(Dataset entries)
-------

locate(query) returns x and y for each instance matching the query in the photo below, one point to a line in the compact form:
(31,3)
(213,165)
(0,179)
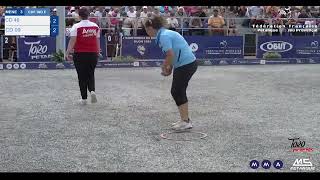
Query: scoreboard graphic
(30,22)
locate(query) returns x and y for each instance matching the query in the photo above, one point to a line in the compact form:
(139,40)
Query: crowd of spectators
(191,20)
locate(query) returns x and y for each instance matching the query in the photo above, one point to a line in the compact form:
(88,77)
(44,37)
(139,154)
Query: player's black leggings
(181,78)
(85,64)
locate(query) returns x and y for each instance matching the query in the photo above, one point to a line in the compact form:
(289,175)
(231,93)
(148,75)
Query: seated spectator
(232,31)
(303,14)
(295,14)
(216,24)
(127,26)
(114,18)
(172,22)
(131,13)
(156,11)
(183,21)
(166,13)
(144,12)
(139,25)
(195,23)
(162,9)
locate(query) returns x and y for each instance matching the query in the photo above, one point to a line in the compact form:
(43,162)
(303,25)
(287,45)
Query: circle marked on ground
(183,135)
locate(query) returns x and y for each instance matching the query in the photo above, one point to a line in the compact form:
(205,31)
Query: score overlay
(30,22)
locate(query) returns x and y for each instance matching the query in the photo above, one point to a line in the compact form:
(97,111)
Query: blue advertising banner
(103,45)
(277,46)
(141,48)
(1,48)
(36,48)
(307,46)
(206,47)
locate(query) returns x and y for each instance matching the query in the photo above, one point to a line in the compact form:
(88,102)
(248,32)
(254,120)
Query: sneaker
(93,97)
(83,102)
(182,125)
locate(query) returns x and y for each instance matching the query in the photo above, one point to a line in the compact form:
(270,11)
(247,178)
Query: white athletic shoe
(182,125)
(83,102)
(93,97)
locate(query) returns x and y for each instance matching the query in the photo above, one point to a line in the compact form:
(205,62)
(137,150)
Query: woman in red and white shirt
(85,42)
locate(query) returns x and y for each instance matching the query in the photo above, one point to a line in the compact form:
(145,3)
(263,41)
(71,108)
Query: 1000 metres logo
(266,164)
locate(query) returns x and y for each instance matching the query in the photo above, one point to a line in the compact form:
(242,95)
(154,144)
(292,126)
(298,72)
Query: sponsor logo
(276,46)
(37,50)
(141,50)
(9,66)
(16,66)
(42,66)
(266,164)
(23,66)
(223,44)
(303,165)
(298,145)
(89,32)
(194,47)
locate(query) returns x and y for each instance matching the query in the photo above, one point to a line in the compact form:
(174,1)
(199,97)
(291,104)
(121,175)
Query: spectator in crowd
(183,21)
(303,14)
(295,14)
(271,12)
(195,23)
(114,18)
(127,26)
(139,25)
(131,13)
(162,9)
(166,13)
(144,13)
(216,23)
(172,21)
(255,14)
(74,11)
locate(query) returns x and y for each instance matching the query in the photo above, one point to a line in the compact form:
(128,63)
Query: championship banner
(276,47)
(211,47)
(34,49)
(141,48)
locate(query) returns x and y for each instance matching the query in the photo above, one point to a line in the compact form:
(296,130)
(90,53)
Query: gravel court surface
(248,112)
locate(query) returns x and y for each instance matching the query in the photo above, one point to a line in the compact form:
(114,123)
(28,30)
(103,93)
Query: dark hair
(156,22)
(84,13)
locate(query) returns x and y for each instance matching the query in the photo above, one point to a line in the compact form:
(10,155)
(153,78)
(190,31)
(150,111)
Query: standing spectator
(255,12)
(195,23)
(131,13)
(166,13)
(172,22)
(303,14)
(295,14)
(138,25)
(183,21)
(86,47)
(163,8)
(127,26)
(216,23)
(144,13)
(114,18)
(156,11)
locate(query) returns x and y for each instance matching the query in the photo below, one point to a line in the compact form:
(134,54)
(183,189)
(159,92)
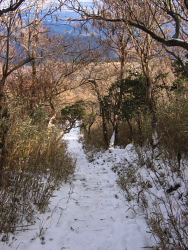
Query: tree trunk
(104,125)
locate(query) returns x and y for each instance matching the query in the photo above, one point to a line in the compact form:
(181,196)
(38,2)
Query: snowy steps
(86,213)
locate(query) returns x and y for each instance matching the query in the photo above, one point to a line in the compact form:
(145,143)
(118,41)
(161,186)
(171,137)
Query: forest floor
(89,212)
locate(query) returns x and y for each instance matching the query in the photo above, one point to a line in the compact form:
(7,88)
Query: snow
(89,212)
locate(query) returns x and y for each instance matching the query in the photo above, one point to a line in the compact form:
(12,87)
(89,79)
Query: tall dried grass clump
(36,163)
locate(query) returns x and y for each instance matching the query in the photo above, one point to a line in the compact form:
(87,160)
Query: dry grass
(36,164)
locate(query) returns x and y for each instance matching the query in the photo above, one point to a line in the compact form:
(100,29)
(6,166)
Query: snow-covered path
(89,213)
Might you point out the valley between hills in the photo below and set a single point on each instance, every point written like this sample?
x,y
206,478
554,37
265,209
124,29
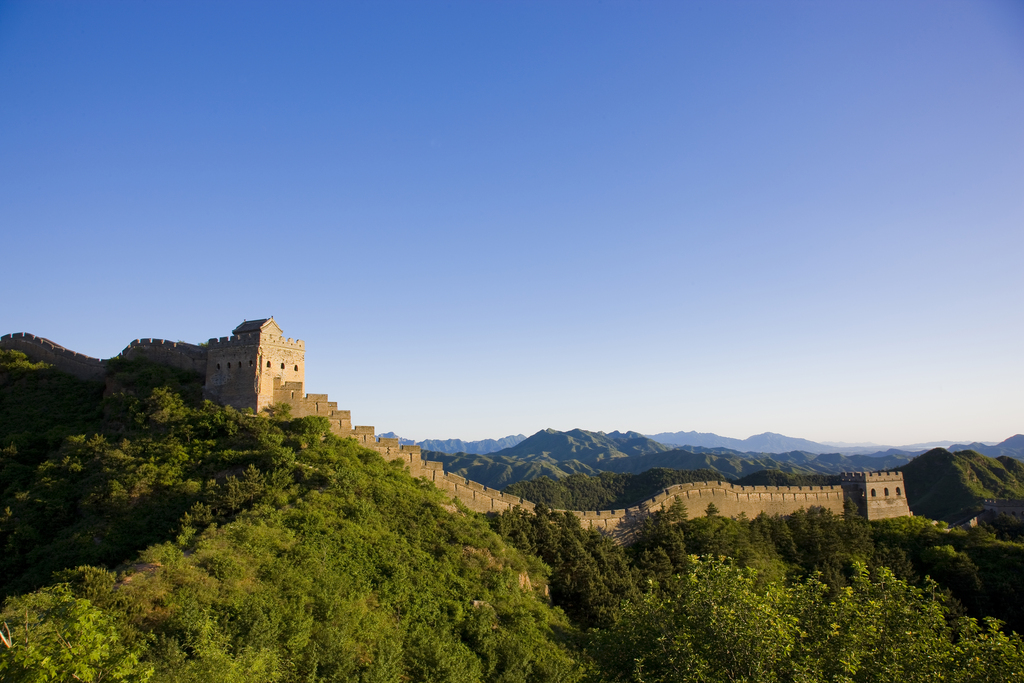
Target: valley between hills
x,y
151,536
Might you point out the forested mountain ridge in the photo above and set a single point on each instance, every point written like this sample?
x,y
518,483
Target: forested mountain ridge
x,y
557,455
948,485
175,540
604,491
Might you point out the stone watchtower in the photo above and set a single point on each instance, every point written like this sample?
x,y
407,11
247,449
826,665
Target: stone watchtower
x,y
247,369
878,495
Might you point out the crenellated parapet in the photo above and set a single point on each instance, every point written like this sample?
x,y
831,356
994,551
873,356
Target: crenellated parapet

-------

Look through the entries, and return every line that the word "written" appears in.

Reply:
Might you point out the valley between hills in the photo below and set a single point on each instance, every point written like this sample?
Might you point out the forested mountain ridge in the photo above and set a single point on each instance, every point written like this sample?
Might you point out the stone watchtower in the photo above and set a single point on each instance, every point written like this sample?
Might you point out the crenellated parapet in the photo above and set a single point on each instance, every point written like this sample?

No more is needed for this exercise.